— ARTICLE —
- Born: Chengannur, Alappuzha, Kerala, India
- Occupation: Film actor
- Years active: 1951-1984
- Spouse: Nanukuttan (Deceased)
- Children: 3
- Relatives: Kaveri (granddaughter)

= Pankajavalli =

Indian Malayalam actress

 Pankajavalli is an Indian former actress in Malayalam movies. She was known for her supporting roles during the late 1960s and 1970s in Malayalam. She made her debut in Jeevitha Nouka in 1951. She has acted in more than 50 movies. Her granddaughter Kaveri is also an actress in Tamil and Malayalam movies.

==Personal life==
Pankajavalli hails from Chengannur, Alappuzha. She is married to comedy actor and Mridangam player Nanukuttan. They have three children.

— GIVEN EXERCISE —
Which place names does the article on Pankajavalli mention?

— STORED DATA —
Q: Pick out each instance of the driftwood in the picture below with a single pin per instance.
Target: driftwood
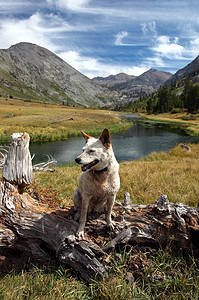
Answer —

— EXERCISE OUTPUT —
Chengannur, Alappuzha, Kerala, India